[Excerpt to read — start]

By Stu at SJI Creative
We’ve all had the thought, and probably the conversation: “What would you do if you won the lottery?” Or something similar – beyond fantasies of dream homes, cars, holidays, etc., what would you actually do?
Working beyond the requirement
Well, imagine if you will that you have suddenly found yourself in receipt of a significant windfall; the circumstances don’t particularly matter, but for whatever reason, you no longer need to work. Would you continue to do so?
Research conducted by Opinium Research in August of 2025 indicated that 51% of the employees they surveyed would continue to work even if they didn’t need the money. 7% participating in the survey were already in that position. What’s more interesting (to me, at least) is the demographic breakdown of the research: 63% of under-35s surveyed replied in the affirmative, compared to only 33% of those aged 55 and over. Additionally, a much larger proportion of those surveyed in London responded positively to the question than those in Wales. Which again raises questions of environment, culture, expectation and innumerable other factors that, if I took the time to list them, would probably fill a post all by itself.
The original article at HRNews can be found here.
What is “Work”?
Work is defined by the Cambridge English Dictionary, in the first instance, as “an activity, such as a job, that a person uses physical or mental effort to do, usually for money.”
Concerning the study presented in the linked article above, as limited as it is, it raises more questions about the place work has in our culture and indeed what is “work”? The article doesn’t specify whether the respondents would continue in their current positions (with the exception of the 7% already in the position of not needing to work). What shape would the “work” take for the individuals in question if they didn’t need the money? What shape would it take for you? The running of a charitable foundation would be work – indeed, we know it is, the salaries of top charity executives are often the subject of controversy. Volunteering is counted as work by the UK Government for the purposes of calculating certain out-of-work benefits.

[Excerpt to read — finish]

## Brief:
Write the next part of the blog post about whether people would keep working if they no longer needed the money, picking up after its final sentence.

[Data to examine — start]

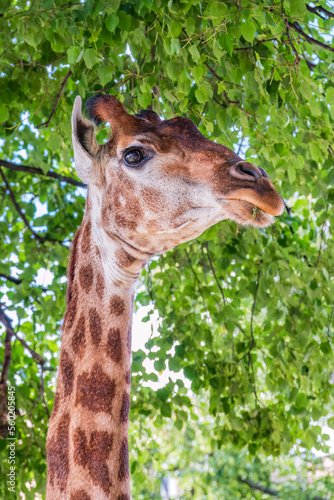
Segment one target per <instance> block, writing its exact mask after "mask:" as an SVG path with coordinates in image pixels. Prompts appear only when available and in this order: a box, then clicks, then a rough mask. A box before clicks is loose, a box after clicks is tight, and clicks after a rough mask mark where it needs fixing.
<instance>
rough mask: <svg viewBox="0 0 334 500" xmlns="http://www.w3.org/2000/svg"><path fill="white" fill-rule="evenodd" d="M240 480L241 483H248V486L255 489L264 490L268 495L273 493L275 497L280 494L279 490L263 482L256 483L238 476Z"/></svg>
mask: <svg viewBox="0 0 334 500" xmlns="http://www.w3.org/2000/svg"><path fill="white" fill-rule="evenodd" d="M238 481H240V483H244V484H247V486H249V487H250V488H252V489H253V490H258V491H262V493H267V494H268V495H271V496H273V497H277V496H278V495H279V492H278V491H276V490H273V489H271V488H269V487H268V486H263V485H262V484H259V483H254V482H253V481H250V480H249V479H243V478H242V477H240V476H238Z"/></svg>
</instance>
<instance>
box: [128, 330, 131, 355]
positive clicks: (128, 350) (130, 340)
mask: <svg viewBox="0 0 334 500" xmlns="http://www.w3.org/2000/svg"><path fill="white" fill-rule="evenodd" d="M131 334H132V331H131V326H130V327H129V328H128V338H127V347H128V351H129V353H130V354H131V340H132V338H131Z"/></svg>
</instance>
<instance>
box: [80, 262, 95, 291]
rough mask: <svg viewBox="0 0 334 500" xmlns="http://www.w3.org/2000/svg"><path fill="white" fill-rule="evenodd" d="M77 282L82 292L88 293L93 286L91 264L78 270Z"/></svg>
mask: <svg viewBox="0 0 334 500" xmlns="http://www.w3.org/2000/svg"><path fill="white" fill-rule="evenodd" d="M79 281H80V285H81V287H82V288H83V290H84V291H85V292H86V293H88V292H89V290H90V289H91V288H92V286H93V281H94V275H93V267H92V265H91V264H88V265H87V266H82V267H80V269H79Z"/></svg>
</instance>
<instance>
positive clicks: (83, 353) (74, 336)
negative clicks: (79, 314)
mask: <svg viewBox="0 0 334 500" xmlns="http://www.w3.org/2000/svg"><path fill="white" fill-rule="evenodd" d="M71 343H72V348H73V351H74V353H75V354H76V355H77V356H78V357H79V359H81V358H82V357H83V355H84V353H85V347H86V326H85V315H84V314H82V315H81V316H80V318H79V321H78V322H77V324H76V326H75V329H74V333H73V336H72V342H71Z"/></svg>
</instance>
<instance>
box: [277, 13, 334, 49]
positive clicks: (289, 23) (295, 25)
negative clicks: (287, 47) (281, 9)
mask: <svg viewBox="0 0 334 500" xmlns="http://www.w3.org/2000/svg"><path fill="white" fill-rule="evenodd" d="M286 23H287V24H288V25H289V26H290V28H292V29H294V30H295V31H297V33H299V34H300V35H301V36H302V37H304V38H305V40H306V41H307V42H309V43H314V44H315V45H319V47H322V48H323V49H325V50H329V51H330V52H334V47H330V46H329V45H326V44H325V43H323V42H320V41H319V40H316V39H315V38H312V37H311V36H309V35H307V34H306V33H305V31H303V30H302V29H301V27H300V26H299V25H298V24H297V23H292V22H290V21H288V20H287V19H286Z"/></svg>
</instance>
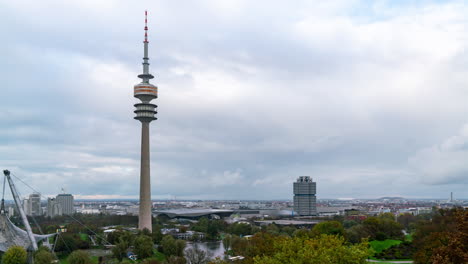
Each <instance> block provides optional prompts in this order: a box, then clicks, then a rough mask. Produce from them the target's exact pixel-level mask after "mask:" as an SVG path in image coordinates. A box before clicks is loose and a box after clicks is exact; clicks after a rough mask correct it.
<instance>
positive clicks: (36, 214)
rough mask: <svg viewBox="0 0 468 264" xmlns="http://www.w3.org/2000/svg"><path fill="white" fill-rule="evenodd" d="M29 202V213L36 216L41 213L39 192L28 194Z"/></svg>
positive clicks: (38, 214)
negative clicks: (38, 192) (29, 194)
mask: <svg viewBox="0 0 468 264" xmlns="http://www.w3.org/2000/svg"><path fill="white" fill-rule="evenodd" d="M29 203H30V209H31V211H30V215H33V216H37V215H42V207H41V194H40V193H33V194H30V195H29Z"/></svg>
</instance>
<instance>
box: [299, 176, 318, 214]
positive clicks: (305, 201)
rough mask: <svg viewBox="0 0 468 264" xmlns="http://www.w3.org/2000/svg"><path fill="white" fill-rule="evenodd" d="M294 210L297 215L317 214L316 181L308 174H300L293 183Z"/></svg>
mask: <svg viewBox="0 0 468 264" xmlns="http://www.w3.org/2000/svg"><path fill="white" fill-rule="evenodd" d="M293 187H294V211H295V212H296V213H297V214H298V215H301V216H302V215H304V216H307V215H311V216H312V215H317V197H315V194H316V193H317V183H316V182H314V181H313V180H312V178H310V177H309V176H300V177H299V178H297V181H296V182H295V183H294V186H293Z"/></svg>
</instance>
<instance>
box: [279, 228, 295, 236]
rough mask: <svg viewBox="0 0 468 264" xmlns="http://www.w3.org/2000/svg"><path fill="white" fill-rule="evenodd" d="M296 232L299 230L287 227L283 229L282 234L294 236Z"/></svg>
mask: <svg viewBox="0 0 468 264" xmlns="http://www.w3.org/2000/svg"><path fill="white" fill-rule="evenodd" d="M296 230H297V229H296V228H295V227H294V226H285V227H283V228H281V233H282V234H286V235H288V236H293V234H294V232H295V231H296Z"/></svg>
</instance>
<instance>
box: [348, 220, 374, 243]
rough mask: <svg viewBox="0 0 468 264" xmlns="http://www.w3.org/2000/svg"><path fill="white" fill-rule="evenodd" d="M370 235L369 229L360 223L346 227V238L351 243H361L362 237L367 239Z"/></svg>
mask: <svg viewBox="0 0 468 264" xmlns="http://www.w3.org/2000/svg"><path fill="white" fill-rule="evenodd" d="M370 236H371V234H370V233H369V230H368V229H367V228H366V227H365V226H364V225H362V224H358V225H355V226H352V227H350V228H348V229H346V238H347V239H348V241H349V242H351V243H361V241H362V239H367V238H369V237H370Z"/></svg>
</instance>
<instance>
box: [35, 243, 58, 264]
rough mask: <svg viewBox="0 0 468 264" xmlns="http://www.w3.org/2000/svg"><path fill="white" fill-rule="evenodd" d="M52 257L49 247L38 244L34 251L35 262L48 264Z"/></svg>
mask: <svg viewBox="0 0 468 264" xmlns="http://www.w3.org/2000/svg"><path fill="white" fill-rule="evenodd" d="M54 259H55V258H54V256H53V255H52V253H50V251H49V249H48V248H46V247H44V246H40V247H39V249H38V250H37V251H36V252H35V253H34V263H35V264H50V263H51V262H52V261H53V260H54Z"/></svg>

[Data to examine — finish]

## Result for this exercise:
One example we can turn to to find a partial answer to our question is Finland. Finland ran a Universal Basic Income (UBI) trial on a limited basis in 2017 and 2018; 2000 randomly selected individuals were given the equivalent of £490 a month for that period, with no obligation to seek work and no reduction in payment if they found it. The study found that participants were more likely to pursue what they cared about, without worrying about affording necessities, which gave them the freedom to take chances they otherwise might not have. In other areas, it was found that individuals receiving the UBI payment were more likely to turn down low-paying, insecure work they would otherwise have been forced to take to make ends meet. The full text of the relevant article and additional links to the study are available here. Several additional pilot programmes across the globe in recent years have all found similar results.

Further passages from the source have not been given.